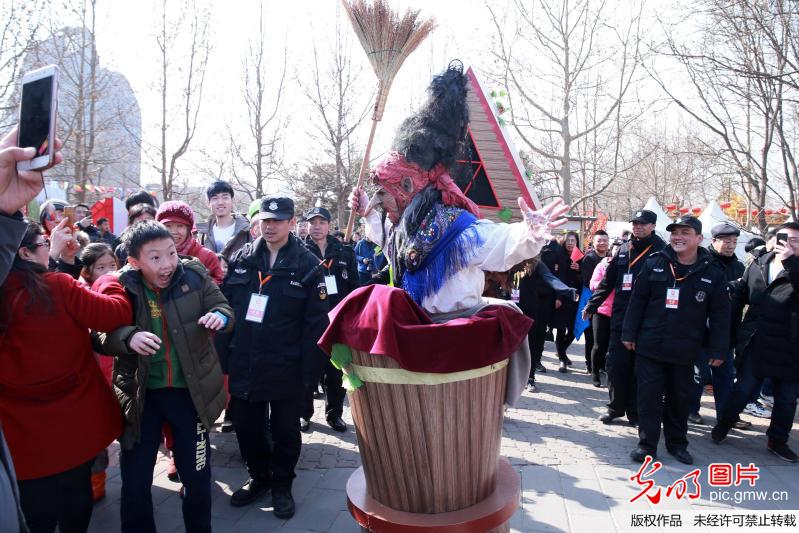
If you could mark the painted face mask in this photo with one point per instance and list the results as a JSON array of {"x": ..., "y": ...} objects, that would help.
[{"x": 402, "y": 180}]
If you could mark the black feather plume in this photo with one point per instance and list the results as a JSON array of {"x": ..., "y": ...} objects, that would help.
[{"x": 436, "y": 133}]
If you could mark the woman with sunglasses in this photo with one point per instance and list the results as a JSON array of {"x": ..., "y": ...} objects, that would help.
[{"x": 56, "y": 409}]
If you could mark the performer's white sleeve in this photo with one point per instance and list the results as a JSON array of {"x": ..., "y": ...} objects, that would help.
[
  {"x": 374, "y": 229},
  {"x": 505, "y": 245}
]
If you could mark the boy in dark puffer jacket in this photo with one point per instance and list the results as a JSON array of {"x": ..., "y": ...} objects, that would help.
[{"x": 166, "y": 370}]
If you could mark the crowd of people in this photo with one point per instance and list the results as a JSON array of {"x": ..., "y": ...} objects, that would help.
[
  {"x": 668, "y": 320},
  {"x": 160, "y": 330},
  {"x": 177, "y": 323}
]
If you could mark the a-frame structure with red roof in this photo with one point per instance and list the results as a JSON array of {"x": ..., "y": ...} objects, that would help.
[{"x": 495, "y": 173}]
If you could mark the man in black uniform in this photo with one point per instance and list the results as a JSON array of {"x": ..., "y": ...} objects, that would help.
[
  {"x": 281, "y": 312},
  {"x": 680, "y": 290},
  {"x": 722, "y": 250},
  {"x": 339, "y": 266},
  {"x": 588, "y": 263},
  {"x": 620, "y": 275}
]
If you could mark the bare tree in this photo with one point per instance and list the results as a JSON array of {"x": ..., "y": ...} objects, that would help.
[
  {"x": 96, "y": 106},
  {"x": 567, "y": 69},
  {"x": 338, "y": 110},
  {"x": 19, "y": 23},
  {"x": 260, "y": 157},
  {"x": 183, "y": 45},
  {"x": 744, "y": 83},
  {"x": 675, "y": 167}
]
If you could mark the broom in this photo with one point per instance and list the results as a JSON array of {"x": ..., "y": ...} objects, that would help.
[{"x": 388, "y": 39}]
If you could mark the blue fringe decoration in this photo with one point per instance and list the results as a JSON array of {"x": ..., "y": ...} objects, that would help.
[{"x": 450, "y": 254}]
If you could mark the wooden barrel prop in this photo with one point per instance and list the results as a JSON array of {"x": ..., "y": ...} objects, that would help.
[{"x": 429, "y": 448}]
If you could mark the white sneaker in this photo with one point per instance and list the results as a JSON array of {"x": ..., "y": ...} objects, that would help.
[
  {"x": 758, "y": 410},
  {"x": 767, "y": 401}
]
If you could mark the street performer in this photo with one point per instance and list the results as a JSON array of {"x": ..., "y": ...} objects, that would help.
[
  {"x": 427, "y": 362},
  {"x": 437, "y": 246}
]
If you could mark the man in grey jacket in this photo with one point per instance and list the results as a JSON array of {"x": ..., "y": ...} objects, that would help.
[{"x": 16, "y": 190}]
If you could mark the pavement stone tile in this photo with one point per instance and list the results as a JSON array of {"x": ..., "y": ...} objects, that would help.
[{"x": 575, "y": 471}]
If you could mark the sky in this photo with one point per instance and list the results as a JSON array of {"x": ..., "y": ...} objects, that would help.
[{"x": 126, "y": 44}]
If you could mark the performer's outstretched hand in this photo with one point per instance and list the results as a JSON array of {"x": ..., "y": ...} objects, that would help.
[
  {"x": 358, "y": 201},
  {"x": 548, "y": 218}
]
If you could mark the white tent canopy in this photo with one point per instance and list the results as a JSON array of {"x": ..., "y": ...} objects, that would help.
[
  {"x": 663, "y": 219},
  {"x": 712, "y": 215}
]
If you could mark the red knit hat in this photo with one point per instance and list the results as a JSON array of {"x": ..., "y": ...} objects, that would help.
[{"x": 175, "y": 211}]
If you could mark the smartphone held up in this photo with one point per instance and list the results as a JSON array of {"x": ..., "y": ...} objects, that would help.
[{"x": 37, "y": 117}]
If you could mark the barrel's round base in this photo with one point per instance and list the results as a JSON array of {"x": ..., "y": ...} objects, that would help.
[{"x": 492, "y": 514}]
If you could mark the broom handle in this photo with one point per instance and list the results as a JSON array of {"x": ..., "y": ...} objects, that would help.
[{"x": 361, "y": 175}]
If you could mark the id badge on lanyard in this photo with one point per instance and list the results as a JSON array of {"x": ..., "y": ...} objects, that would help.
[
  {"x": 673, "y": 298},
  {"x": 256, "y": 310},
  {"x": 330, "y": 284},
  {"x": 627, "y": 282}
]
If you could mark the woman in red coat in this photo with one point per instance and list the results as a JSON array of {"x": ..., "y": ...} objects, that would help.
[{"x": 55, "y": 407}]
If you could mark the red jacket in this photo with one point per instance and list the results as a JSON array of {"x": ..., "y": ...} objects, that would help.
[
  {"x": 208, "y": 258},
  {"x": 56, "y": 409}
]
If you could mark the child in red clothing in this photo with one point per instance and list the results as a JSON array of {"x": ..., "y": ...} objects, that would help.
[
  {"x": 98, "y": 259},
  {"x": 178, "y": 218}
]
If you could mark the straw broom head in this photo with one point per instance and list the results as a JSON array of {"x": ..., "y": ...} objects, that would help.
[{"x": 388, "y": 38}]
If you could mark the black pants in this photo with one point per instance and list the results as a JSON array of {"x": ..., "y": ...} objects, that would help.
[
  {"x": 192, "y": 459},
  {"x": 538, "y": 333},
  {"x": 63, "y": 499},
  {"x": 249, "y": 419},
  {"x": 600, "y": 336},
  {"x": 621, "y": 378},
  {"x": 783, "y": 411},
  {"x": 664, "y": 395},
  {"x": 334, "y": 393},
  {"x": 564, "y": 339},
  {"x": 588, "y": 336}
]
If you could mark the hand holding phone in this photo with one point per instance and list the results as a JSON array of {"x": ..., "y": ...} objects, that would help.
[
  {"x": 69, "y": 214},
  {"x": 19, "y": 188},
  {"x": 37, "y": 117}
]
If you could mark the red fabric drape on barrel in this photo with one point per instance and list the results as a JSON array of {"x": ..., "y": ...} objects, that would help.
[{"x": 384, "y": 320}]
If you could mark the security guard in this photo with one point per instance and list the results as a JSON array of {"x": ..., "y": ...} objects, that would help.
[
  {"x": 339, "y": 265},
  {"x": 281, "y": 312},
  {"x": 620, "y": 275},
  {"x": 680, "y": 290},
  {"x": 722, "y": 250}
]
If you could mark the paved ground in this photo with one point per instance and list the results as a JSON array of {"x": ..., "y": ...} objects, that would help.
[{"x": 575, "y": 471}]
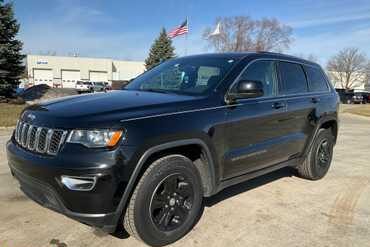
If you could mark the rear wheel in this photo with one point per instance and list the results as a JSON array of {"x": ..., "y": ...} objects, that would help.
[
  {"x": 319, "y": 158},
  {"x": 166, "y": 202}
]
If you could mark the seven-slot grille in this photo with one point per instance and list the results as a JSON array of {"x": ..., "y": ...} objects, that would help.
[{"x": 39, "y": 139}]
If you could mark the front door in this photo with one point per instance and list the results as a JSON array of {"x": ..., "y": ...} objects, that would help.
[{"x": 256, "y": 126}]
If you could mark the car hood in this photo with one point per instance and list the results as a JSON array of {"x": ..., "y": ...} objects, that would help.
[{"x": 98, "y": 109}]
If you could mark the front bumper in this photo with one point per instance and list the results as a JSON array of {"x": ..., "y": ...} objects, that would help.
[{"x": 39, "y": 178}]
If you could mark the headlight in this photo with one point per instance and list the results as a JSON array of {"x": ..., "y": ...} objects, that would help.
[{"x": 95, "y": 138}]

* * *

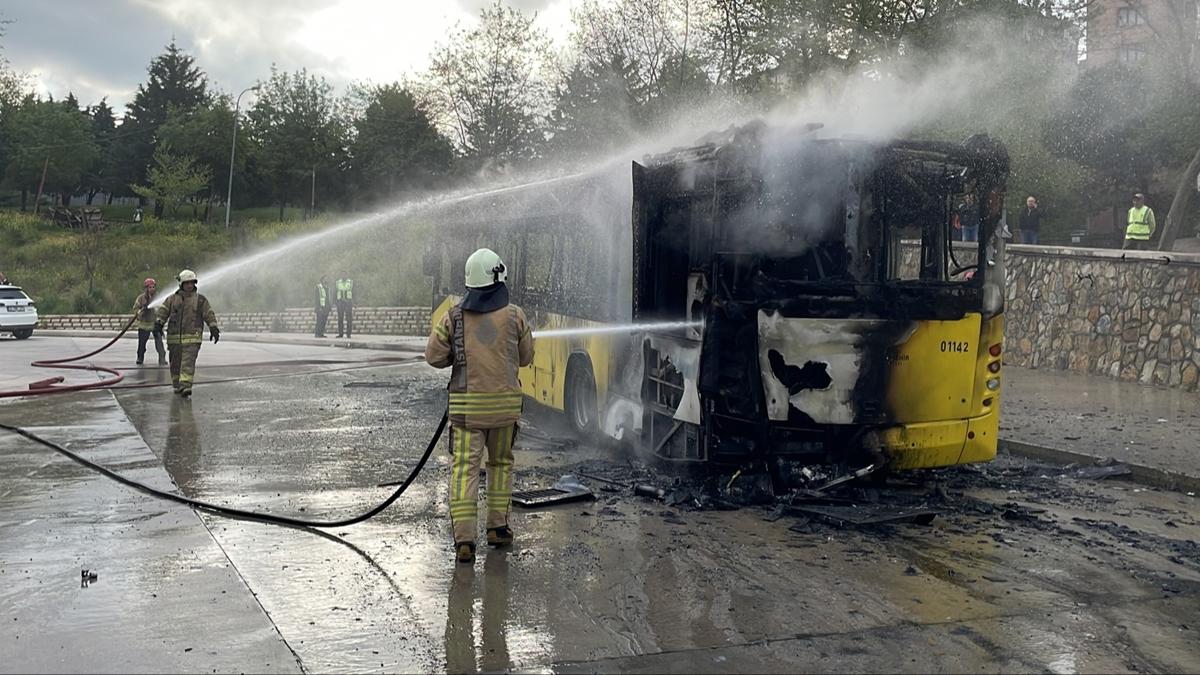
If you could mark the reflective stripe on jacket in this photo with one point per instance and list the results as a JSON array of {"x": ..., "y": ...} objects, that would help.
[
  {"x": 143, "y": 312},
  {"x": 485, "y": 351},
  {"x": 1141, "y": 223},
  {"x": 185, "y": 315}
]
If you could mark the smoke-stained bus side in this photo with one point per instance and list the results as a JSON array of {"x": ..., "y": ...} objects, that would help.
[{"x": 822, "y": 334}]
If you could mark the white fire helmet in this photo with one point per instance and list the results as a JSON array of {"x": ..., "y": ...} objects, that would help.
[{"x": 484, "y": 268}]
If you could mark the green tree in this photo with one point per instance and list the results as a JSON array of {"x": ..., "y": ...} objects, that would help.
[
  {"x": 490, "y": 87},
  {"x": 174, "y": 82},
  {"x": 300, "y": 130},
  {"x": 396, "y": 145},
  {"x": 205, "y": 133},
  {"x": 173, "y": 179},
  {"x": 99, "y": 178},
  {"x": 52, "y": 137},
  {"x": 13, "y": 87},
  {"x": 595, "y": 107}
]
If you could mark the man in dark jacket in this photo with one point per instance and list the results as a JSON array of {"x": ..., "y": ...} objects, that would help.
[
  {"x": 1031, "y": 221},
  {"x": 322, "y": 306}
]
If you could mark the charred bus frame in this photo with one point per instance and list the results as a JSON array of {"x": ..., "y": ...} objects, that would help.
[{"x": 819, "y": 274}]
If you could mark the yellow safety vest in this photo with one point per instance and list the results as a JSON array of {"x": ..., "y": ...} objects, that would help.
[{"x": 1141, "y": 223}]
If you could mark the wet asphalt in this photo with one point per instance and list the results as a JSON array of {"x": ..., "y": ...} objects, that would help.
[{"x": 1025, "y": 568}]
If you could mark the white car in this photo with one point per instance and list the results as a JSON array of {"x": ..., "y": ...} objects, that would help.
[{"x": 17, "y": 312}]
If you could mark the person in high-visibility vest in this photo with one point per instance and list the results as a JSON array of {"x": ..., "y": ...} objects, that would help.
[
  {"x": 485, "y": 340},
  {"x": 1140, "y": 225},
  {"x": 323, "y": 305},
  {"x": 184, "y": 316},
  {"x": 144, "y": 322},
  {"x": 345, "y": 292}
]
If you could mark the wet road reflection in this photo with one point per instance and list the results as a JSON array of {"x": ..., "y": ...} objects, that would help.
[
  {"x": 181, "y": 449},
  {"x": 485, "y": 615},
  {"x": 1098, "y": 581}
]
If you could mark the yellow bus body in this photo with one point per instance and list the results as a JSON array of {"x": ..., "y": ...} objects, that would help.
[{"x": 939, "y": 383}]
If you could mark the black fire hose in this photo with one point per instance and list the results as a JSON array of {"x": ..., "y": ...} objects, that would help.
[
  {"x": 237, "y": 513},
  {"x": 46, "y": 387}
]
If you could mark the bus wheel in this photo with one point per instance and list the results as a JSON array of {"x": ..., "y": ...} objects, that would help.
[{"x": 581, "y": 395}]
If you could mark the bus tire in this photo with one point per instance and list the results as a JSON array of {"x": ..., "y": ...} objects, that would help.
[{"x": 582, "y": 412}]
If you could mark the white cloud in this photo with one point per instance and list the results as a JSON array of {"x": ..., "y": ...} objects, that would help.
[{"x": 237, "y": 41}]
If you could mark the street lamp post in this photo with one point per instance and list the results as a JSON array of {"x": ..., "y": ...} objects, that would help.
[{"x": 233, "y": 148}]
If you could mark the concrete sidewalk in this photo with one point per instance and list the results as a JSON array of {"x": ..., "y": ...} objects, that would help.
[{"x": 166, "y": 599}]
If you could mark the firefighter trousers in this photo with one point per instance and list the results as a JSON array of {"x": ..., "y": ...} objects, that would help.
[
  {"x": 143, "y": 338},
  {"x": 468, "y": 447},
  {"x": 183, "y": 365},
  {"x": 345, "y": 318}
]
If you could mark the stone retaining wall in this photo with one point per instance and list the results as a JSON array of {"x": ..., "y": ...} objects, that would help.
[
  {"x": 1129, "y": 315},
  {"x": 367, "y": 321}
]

---

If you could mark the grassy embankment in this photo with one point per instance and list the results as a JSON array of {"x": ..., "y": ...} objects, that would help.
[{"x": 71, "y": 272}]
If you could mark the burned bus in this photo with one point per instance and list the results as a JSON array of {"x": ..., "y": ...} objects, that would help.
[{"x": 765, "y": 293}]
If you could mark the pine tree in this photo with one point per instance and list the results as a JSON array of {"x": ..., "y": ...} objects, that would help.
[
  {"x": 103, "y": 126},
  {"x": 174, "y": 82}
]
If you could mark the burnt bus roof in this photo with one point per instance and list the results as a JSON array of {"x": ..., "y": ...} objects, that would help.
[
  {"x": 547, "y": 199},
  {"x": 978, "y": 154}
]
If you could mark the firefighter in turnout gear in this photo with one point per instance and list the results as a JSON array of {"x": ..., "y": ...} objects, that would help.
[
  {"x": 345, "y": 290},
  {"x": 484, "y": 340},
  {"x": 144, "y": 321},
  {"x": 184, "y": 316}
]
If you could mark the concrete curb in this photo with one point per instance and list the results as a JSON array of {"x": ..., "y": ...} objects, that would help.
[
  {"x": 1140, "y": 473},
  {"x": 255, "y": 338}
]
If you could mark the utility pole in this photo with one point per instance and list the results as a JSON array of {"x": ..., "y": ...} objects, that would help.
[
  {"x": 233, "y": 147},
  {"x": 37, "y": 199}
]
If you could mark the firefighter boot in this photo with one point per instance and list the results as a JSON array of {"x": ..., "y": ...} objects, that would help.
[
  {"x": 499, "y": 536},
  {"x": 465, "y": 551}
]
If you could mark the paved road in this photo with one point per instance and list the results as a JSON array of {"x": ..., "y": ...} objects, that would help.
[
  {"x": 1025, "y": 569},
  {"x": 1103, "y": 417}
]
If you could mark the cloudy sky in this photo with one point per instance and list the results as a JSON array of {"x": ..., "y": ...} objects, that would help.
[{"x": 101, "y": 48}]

#### [Objective]
Identify every line of the records that contains the string "roof", and copy each of those lines. Case counts.

#### [Result of the exercise]
If you could mark the a-frame structure with red roof in this photo with one point per instance and list the results as a JSON array of {"x": ..., "y": ...} objects, that would help.
If you could mark the burnt bus roof in this photo with one point per instance and list the results as a JSON array of {"x": ..., "y": ...} objects, that would help.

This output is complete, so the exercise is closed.